> Stated goal
Put the stretch from the start of the material through the line containing "146 151 L 169", both ends included, into a JSON list of strings with one string per line, omitting blank lines.

> Raw records
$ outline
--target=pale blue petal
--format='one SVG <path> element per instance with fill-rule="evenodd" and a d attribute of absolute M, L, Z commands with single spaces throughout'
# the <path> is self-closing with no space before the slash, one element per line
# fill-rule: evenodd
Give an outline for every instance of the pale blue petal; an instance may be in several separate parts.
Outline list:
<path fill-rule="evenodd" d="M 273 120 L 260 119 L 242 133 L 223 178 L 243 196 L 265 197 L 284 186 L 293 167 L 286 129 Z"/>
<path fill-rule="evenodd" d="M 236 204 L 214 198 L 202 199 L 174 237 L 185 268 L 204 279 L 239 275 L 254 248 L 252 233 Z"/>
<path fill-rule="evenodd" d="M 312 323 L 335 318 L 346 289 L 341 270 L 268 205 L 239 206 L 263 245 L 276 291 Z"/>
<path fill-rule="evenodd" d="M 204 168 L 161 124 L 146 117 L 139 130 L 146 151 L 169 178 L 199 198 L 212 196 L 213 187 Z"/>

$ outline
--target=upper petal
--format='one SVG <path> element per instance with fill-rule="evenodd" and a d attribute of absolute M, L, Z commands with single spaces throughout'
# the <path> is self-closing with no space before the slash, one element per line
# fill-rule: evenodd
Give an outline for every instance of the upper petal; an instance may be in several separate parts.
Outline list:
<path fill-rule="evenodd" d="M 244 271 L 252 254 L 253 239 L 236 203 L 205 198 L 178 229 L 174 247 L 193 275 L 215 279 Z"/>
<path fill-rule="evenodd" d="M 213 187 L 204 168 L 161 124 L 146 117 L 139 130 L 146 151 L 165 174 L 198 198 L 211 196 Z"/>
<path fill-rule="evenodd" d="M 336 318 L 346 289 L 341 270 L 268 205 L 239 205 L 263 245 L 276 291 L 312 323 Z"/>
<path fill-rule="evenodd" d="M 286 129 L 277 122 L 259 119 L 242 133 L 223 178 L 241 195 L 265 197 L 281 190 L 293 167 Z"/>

> Response to the task
[
  "$ outline",
  "--target=pale blue petal",
  "--format='one SVG <path> element per instance with fill-rule=\"evenodd\" and a d attribute of absolute M, L, Z commands with single spaces throughout'",
  "# the <path> is self-closing with no space before the slash, one element per line",
  "# fill-rule: evenodd",
  "Give an outline for every instance of the pale blue petal; an instance may be in several separate parts.",
  "Outline list:",
  "<path fill-rule=\"evenodd\" d=\"M 273 120 L 260 119 L 242 133 L 223 178 L 243 196 L 265 197 L 284 186 L 293 167 L 286 129 Z\"/>",
  "<path fill-rule=\"evenodd\" d=\"M 236 204 L 214 198 L 202 199 L 174 237 L 185 268 L 204 279 L 239 275 L 254 248 L 252 233 Z\"/>",
  "<path fill-rule=\"evenodd\" d=\"M 312 323 L 335 318 L 346 289 L 341 270 L 268 205 L 239 206 L 263 245 L 276 291 Z\"/>",
  "<path fill-rule=\"evenodd\" d=\"M 204 168 L 161 124 L 146 117 L 139 130 L 146 151 L 169 178 L 199 198 L 212 196 L 213 187 Z\"/>"
]